| Job item |
Starting at the beginning of the data and going through the line containing "positive clicks: (447, 1826)", write those lines out again with "rough mask" switched to "coarse mask" and everything else left unchanged.

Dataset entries
○ ○ ○ ○ ○ ○ ○
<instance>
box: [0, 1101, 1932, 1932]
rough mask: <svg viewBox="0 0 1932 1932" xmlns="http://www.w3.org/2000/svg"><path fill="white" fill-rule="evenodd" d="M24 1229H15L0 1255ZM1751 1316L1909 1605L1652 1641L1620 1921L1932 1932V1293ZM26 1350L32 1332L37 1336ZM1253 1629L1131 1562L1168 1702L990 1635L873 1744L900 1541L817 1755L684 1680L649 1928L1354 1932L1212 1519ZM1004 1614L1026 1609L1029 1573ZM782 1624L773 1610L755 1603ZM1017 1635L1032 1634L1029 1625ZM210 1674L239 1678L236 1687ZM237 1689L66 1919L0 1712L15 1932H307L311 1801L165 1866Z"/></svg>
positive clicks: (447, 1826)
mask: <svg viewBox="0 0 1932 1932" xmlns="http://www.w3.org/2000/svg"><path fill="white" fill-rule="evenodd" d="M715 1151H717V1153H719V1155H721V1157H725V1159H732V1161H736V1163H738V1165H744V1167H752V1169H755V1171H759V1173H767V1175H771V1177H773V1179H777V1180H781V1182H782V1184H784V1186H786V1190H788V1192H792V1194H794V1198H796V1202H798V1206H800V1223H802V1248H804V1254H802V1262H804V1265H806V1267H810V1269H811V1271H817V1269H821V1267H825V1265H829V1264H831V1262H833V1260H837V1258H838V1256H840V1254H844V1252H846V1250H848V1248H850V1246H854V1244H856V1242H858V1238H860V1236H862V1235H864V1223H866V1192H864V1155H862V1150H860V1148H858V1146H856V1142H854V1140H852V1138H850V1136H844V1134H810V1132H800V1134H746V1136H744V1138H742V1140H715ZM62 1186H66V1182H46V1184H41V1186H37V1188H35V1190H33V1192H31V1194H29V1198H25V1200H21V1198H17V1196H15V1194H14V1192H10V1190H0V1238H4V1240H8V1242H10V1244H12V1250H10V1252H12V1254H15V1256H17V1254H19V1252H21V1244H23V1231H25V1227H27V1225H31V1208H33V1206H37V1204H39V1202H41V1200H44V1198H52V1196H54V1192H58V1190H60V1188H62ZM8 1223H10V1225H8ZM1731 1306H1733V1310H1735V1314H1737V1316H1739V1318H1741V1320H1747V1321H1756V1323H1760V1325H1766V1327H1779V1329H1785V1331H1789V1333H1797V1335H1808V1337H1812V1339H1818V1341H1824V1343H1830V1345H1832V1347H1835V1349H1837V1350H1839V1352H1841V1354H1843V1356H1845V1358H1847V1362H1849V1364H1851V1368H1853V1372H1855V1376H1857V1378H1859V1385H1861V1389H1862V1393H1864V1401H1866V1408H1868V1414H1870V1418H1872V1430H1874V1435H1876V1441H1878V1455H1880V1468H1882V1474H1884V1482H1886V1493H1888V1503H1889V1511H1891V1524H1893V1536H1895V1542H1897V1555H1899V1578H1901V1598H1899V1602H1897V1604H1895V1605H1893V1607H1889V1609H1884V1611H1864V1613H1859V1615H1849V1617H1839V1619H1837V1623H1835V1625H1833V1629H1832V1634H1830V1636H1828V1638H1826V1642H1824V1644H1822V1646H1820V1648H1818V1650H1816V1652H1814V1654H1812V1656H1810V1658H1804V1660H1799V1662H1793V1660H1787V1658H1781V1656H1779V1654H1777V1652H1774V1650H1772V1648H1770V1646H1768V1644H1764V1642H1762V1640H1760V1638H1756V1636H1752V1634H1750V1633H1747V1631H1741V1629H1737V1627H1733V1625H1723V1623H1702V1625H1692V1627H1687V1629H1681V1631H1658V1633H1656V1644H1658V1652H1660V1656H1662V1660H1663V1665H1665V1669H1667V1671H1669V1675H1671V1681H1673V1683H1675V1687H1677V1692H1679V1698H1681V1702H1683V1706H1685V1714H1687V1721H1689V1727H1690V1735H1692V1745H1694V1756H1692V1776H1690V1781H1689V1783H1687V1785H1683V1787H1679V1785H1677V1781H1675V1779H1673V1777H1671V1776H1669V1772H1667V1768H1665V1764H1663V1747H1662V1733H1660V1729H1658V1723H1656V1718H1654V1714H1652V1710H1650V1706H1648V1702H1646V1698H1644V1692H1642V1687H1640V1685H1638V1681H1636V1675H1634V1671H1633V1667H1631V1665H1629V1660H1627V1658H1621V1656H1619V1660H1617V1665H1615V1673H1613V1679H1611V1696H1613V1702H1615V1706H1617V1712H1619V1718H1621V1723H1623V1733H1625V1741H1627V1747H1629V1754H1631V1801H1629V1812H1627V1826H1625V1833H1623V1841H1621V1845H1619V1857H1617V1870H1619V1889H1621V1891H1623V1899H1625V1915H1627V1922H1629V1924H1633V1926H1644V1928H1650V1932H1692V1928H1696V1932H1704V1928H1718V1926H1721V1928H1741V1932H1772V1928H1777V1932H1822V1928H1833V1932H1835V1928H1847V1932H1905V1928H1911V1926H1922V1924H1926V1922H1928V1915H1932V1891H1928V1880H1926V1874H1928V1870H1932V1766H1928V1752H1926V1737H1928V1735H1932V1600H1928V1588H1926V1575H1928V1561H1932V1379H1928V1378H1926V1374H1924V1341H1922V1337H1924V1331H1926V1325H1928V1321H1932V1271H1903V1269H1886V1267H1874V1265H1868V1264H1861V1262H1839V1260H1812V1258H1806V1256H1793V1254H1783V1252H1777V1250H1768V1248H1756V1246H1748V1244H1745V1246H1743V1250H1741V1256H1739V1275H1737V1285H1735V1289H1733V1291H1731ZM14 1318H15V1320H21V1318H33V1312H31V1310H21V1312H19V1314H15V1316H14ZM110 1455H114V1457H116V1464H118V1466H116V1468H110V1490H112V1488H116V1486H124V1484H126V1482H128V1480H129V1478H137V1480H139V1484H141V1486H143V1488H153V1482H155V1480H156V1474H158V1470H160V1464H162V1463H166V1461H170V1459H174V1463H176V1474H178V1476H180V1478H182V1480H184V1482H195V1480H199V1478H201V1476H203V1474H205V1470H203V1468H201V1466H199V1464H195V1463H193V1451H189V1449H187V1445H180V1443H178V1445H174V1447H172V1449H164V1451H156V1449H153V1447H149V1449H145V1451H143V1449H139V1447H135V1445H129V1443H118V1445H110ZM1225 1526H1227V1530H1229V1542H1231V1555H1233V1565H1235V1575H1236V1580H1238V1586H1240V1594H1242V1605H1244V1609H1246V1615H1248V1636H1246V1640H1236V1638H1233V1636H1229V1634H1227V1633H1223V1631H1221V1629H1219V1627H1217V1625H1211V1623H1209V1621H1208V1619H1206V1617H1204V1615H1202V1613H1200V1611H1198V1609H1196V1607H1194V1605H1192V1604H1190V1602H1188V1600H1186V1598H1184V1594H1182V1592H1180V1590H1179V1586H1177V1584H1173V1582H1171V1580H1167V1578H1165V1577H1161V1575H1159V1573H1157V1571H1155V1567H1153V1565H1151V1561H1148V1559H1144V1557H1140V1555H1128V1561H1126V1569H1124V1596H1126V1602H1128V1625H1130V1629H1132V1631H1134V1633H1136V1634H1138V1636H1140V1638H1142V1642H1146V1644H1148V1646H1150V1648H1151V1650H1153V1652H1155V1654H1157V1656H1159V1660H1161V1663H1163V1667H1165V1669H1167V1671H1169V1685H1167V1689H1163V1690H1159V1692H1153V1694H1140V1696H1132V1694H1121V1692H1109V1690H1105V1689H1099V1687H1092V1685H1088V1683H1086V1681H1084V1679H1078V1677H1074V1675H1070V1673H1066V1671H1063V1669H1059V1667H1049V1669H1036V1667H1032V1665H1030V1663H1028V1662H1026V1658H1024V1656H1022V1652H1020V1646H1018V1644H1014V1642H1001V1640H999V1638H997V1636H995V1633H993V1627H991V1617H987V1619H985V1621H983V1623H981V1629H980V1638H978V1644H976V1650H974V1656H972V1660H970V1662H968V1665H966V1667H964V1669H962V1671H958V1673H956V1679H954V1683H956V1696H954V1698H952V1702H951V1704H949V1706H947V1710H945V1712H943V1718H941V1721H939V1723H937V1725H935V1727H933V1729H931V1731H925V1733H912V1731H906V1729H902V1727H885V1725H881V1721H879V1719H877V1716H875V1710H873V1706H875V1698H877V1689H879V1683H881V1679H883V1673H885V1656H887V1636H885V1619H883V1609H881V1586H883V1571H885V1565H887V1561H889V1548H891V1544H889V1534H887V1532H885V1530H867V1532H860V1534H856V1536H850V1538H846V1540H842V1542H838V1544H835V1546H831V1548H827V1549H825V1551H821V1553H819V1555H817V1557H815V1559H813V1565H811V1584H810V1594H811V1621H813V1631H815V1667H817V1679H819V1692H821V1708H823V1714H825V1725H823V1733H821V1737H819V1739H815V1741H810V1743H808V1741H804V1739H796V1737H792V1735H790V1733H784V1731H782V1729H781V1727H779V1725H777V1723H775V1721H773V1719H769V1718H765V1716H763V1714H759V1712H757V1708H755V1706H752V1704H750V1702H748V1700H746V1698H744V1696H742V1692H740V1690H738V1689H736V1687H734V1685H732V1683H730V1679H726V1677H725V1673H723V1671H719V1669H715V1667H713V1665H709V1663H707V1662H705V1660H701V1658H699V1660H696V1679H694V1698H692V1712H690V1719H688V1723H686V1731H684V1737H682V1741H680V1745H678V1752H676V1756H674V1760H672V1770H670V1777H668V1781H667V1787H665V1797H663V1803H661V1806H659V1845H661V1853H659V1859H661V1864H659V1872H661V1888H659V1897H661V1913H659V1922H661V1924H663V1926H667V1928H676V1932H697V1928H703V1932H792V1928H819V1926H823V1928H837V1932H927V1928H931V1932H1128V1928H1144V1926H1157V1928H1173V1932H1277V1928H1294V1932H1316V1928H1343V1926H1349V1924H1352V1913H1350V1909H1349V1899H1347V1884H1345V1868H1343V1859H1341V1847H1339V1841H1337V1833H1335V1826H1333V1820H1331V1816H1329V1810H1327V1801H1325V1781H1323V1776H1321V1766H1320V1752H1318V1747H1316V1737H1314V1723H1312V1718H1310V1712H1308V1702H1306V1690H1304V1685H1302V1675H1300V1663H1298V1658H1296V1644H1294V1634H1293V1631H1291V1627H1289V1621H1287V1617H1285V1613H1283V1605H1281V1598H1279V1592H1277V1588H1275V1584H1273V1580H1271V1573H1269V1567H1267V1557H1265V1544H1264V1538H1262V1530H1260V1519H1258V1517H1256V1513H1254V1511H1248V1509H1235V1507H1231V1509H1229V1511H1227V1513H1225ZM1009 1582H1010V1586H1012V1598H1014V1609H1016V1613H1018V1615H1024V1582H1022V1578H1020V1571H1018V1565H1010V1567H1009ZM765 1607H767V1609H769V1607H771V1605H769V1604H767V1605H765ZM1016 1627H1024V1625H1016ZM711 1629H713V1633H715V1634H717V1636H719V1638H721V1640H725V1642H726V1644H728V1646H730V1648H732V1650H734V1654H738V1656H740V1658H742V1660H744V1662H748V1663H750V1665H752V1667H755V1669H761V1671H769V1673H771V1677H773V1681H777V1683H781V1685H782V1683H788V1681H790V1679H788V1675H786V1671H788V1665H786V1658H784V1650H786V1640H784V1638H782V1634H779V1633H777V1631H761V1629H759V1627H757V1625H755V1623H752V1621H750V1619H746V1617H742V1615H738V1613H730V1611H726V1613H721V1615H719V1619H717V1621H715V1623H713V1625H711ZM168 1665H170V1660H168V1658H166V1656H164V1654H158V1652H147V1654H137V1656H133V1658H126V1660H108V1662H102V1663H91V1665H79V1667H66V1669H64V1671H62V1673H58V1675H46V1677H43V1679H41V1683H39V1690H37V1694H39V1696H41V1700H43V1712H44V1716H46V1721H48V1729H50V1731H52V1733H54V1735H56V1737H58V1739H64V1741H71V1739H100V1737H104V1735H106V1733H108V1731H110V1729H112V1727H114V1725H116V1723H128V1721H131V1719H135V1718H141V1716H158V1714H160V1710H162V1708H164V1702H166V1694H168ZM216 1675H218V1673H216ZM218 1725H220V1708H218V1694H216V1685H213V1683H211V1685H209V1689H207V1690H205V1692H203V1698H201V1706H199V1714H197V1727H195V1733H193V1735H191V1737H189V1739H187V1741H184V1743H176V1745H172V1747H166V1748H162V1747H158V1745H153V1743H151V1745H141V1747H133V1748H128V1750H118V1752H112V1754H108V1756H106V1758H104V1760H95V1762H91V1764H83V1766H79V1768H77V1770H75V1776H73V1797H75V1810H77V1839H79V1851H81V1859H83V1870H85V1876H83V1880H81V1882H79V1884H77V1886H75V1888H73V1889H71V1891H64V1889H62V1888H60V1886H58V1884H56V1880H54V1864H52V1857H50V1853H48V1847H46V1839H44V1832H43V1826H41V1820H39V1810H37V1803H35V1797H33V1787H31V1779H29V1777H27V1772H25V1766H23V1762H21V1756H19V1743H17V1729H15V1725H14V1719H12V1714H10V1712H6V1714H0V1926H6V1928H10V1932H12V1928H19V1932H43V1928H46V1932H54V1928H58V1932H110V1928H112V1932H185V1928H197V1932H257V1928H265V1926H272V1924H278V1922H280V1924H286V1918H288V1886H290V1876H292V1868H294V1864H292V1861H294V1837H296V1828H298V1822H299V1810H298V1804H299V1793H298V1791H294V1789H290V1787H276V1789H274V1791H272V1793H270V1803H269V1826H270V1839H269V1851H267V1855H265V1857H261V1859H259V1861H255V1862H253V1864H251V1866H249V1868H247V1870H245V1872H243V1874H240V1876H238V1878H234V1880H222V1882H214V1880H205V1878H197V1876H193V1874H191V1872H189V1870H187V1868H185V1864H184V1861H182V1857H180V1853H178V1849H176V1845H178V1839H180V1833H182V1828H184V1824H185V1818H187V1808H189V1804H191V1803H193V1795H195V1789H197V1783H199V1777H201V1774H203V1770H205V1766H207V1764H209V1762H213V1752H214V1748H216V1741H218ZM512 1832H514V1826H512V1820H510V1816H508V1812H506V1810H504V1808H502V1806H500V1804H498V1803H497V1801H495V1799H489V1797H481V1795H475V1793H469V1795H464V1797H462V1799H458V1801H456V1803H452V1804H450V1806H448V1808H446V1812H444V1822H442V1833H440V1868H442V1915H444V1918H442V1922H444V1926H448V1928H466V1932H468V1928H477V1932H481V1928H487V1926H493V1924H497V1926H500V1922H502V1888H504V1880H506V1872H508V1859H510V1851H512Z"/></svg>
○ ○ ○ ○ ○ ○ ○
| Task solution |
<instance>
box: [0, 1101, 1932, 1932]
coarse mask: <svg viewBox="0 0 1932 1932" xmlns="http://www.w3.org/2000/svg"><path fill="white" fill-rule="evenodd" d="M24 1229H15L0 1255ZM1751 1316L1909 1605L1652 1641L1620 1921L1932 1932V1293ZM26 1350L32 1332L37 1336ZM1253 1629L1131 1562L1168 1702L990 1635L873 1744L900 1541L817 1755L684 1680L649 1928L1354 1932L1212 1519ZM1004 1614L1026 1609L1029 1573ZM782 1624L773 1610L755 1603ZM1017 1635L1032 1634L1029 1625ZM210 1674L239 1678L236 1687ZM237 1689L66 1919L0 1712L15 1932H307L311 1801L165 1866Z"/></svg>
positive clicks: (447, 1826)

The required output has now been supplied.